• _Problem to solve_: Set every line of the listing down again, keeping it identical.

• _Data for this exercise_:
BEGIN
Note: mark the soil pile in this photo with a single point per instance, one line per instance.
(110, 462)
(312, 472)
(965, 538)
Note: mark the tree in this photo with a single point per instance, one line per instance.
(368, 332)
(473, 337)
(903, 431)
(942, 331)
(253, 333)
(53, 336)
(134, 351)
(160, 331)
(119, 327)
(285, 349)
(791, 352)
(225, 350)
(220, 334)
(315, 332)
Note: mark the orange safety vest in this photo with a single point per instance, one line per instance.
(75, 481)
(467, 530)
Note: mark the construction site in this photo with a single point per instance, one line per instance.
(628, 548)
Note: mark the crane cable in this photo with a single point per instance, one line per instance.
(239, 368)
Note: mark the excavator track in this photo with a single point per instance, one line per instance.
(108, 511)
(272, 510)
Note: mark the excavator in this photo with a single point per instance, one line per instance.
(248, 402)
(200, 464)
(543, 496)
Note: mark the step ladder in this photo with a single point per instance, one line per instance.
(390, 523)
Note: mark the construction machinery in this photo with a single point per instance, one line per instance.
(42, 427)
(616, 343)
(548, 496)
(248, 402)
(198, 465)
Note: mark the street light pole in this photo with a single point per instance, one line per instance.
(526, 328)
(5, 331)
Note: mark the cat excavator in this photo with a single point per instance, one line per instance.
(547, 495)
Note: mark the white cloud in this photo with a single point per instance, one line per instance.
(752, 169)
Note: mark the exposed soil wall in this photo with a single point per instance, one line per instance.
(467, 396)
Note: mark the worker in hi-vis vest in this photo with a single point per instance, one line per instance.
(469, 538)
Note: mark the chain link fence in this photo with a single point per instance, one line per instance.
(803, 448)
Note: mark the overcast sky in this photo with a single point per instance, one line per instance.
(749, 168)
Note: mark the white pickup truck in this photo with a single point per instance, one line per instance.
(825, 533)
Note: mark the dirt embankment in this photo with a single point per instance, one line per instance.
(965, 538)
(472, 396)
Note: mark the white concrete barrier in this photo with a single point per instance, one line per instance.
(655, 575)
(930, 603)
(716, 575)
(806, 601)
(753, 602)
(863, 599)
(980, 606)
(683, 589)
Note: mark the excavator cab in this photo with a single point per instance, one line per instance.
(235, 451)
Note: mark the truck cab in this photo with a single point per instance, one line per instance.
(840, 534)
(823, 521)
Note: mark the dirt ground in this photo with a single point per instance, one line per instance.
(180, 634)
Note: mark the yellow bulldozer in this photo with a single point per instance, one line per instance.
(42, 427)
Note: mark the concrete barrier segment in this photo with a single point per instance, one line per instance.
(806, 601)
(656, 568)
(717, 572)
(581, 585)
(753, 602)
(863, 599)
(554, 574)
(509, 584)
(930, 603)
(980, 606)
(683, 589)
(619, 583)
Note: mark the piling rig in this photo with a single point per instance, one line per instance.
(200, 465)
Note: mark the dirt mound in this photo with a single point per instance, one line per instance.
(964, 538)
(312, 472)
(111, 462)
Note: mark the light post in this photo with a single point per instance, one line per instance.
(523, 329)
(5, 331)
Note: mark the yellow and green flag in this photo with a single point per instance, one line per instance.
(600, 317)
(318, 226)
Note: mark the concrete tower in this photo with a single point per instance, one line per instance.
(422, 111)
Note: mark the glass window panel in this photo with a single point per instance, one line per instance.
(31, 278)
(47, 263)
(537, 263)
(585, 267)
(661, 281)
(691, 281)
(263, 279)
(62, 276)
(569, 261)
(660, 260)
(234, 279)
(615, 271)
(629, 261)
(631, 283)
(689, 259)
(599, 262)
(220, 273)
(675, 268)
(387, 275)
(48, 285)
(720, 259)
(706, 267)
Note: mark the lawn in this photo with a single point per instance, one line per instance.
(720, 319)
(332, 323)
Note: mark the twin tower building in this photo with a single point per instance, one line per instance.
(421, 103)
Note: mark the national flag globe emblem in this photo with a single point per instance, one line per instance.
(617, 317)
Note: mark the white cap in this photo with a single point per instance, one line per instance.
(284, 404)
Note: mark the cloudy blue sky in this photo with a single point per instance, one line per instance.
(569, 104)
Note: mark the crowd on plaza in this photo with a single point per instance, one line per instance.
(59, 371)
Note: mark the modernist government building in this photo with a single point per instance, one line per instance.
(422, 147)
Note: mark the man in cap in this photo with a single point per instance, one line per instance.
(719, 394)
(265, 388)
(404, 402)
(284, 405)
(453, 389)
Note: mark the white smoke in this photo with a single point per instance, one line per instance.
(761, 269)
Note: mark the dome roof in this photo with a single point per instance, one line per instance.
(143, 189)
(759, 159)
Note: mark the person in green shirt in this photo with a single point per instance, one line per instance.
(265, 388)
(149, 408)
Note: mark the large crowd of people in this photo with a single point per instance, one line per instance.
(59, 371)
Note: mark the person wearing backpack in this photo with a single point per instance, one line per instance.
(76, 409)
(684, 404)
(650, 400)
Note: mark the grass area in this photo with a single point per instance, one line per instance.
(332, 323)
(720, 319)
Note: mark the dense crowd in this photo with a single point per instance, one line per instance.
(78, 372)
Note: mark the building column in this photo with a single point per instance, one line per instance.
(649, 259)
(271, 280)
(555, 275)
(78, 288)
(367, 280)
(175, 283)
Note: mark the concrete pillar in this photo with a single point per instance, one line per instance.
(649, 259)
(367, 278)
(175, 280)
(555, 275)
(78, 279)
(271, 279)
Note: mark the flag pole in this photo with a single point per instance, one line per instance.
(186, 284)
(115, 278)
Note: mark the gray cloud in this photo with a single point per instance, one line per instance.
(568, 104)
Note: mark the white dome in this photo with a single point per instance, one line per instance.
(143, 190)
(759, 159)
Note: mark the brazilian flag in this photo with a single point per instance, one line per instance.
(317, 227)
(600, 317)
END
• _Solution to the problem_:
Note: mark the soil pile in this photo with a single point per instance, one line per instance.
(110, 462)
(312, 472)
(965, 538)
Note: mark the tree in this photo with a single point per instance, one line per instance.
(368, 332)
(473, 337)
(903, 431)
(942, 331)
(253, 333)
(53, 336)
(134, 351)
(160, 331)
(119, 327)
(285, 349)
(791, 352)
(225, 350)
(220, 334)
(315, 332)
Note: mark the orange safety vest in this photo with a single point per instance, one line per instance.
(75, 481)
(467, 530)
Note: mark the construction site in this photo with a single point per instance, one line per instance.
(628, 548)
Note: mark the crane cable in this photo with a single point per instance, one line per instance.
(239, 368)
Note: mark the excavator track in this photo with a single point per instance, one line per instance.
(108, 511)
(272, 510)
Note: mark the excavator in this photo with a single point per instance, one line per instance.
(248, 402)
(200, 464)
(543, 496)
Note: mark the step ladder in this photo with a single point per instance, one line per instance.
(390, 523)
Note: mark the construction machinery in this photo with a single point per instance, one line per instance.
(42, 427)
(616, 343)
(548, 496)
(248, 402)
(198, 465)
Note: mark the street light pole in this photo with a single point per instance, one line per instance.
(526, 328)
(5, 331)
Note: mark the cat excavator in this photo with a single point per instance, one line per instance.
(547, 495)
Note: mark the white cloud in this photo with a single point per instance, one line per instance.
(752, 169)
Note: mark the exposed soil wall in this photo with a single point per instance, one line per instance.
(467, 396)
Note: mark the worker in hi-vis vest in this photo with a single point per instance, one line per instance.
(469, 538)
Note: mark the chain link fence in this photo with a single point per instance, one line per instance.
(803, 448)
Note: mark the overcast sky in this photo with a single point per instance, one line per instance.
(749, 168)
Note: mark the white pickup truck in this photo with a single point per instance, one line per instance.
(825, 533)
Note: mark the dirt embankment in this photo with a single point per instance, one line per instance.
(965, 538)
(472, 396)
Note: mark the white concrete barrier in this photo with a single point per instance, one line per instance.
(655, 575)
(930, 603)
(716, 575)
(806, 601)
(753, 602)
(863, 599)
(980, 606)
(683, 589)
Note: mark the excavator cab in this photo with a single point per instance, one line per instance.
(235, 451)
Note: mark the truck cab in this photo with a single point per instance, one line per instance.
(840, 534)
(823, 521)
Note: mark the dirt ground in this photo with a single point per instance, one line per instance.
(180, 634)
Note: mark the yellow bulldozer in this photo with a single point per instance, one line per instance.
(42, 427)
Note: mark the concrete barrier segment in this photo with a single point per instance, one line per instance.
(806, 601)
(656, 568)
(717, 572)
(581, 585)
(753, 602)
(863, 599)
(554, 574)
(509, 584)
(930, 603)
(980, 606)
(683, 589)
(619, 583)
Note: mark the piling rig in this photo with a single point per instance, one line per instance.
(200, 465)
Note: mark the dirt mound in this photo with a single point per instance, one line per instance.
(964, 538)
(312, 472)
(111, 462)
Note: mark the light post in this photo with a single point per instance, one line per instance.
(523, 329)
(5, 331)
Note: mark the yellow and green flag in this photo with a single point per instance, one line per instance.
(600, 317)
(318, 226)
Note: mark the concrete tower in this photo with a single point per instance, one line per instance.
(422, 111)
Note: mark the glass window panel in this photo with a single point per instance, one line per instance.
(31, 278)
(47, 263)
(537, 263)
(585, 267)
(661, 281)
(691, 281)
(263, 279)
(62, 276)
(569, 261)
(660, 260)
(234, 279)
(615, 271)
(629, 261)
(631, 283)
(689, 259)
(599, 262)
(220, 273)
(675, 268)
(387, 275)
(48, 285)
(720, 259)
(706, 267)
Note: mark the lawn in this photo with a single point per instance, one line per instance.
(720, 319)
(332, 323)
Note: mark the twin tower building in this photo with a single point per instance, one line per instance.
(421, 103)
Note: mark the national flag globe emblem in this photo with a single point per instance, one line per instance.
(617, 317)
Note: mark the white cap in this photo with a single point per instance, one line per instance.
(284, 404)
Note: mark the cloudy blue sky in this photo with a single point per instance, one line per instance.
(569, 104)
Note: mark the crowd on plaza in this photo with a single point per instance, one line per instance.
(59, 371)
Note: mark the modernist government building in this photo with a single point per instance, one line per instance.
(422, 147)
Note: mark the man in cap in this photo with a single point per instance, one line per instance.
(719, 394)
(265, 388)
(404, 402)
(284, 405)
(453, 389)
Note: mark the white smoke in this photo with a single point per instance, one line per instance.
(761, 269)
Note: mark the dome roof in this photo with a single point per instance, one line per instance.
(143, 189)
(759, 159)
Note: mark the person in green shirt in this photo with a single point per instance, one line per instance.
(265, 388)
(149, 408)
Note: mark the large crowd of people in this photo with a single point per instance, one line per instance.
(59, 371)
Note: mark the person wearing backpack in this photo with a single point per instance, one line per instance.
(76, 409)
(684, 404)
(650, 400)
Note: mark the grass area in this photo with a single point per instance, one line per instance.
(332, 323)
(720, 319)
Note: mark the dense crowd in this photo with a single point per instance, one line per instance.
(78, 372)
Note: mark the building column in this photo with a single point per instance, one line per instance.
(649, 259)
(271, 280)
(555, 275)
(78, 288)
(367, 280)
(175, 283)
Note: mark the concrete pillar in this photo with a single point per instance, one line per instance.
(649, 259)
(367, 278)
(175, 280)
(555, 275)
(78, 279)
(271, 279)
Note: mark the flag pole in this photo with a single point per instance, one line per instance.
(186, 284)
(115, 278)
Note: mark the gray cloud in this photo with a single point per instance, one line per instance.
(568, 104)
Note: mark the white dome in this photo with a single point per instance, one line per instance.
(143, 190)
(759, 159)
Note: mark the brazilian flag in this photo with a single point per instance, one line per instance.
(317, 227)
(600, 317)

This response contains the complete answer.